*Written instruction*
Identify every line below that contains the word "tank" and copy each such line.

*Provided entries*
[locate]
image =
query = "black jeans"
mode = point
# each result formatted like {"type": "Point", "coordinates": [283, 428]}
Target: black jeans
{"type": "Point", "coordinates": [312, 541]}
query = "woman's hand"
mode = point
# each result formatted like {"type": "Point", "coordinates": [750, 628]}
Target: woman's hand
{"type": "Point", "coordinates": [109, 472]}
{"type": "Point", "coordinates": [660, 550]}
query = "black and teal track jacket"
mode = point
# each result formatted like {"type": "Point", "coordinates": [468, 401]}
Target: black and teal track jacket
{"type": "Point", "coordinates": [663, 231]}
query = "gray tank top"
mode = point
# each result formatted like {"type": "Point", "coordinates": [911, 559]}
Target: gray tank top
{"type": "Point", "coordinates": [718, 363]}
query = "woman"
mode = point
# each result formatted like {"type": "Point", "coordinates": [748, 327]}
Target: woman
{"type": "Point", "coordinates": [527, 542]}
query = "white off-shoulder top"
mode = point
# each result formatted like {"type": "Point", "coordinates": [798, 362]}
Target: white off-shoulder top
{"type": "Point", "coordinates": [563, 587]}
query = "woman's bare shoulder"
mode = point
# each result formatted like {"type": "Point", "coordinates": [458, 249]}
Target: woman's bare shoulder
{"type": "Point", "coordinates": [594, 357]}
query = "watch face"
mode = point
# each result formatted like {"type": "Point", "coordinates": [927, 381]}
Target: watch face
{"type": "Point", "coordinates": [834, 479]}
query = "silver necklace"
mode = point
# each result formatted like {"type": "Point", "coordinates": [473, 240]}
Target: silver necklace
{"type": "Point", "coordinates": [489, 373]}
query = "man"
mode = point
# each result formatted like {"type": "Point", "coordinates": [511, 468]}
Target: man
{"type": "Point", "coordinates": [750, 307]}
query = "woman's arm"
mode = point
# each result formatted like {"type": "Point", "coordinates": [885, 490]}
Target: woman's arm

*Correct answer*
query = "gray tank top"
Target: gray tank top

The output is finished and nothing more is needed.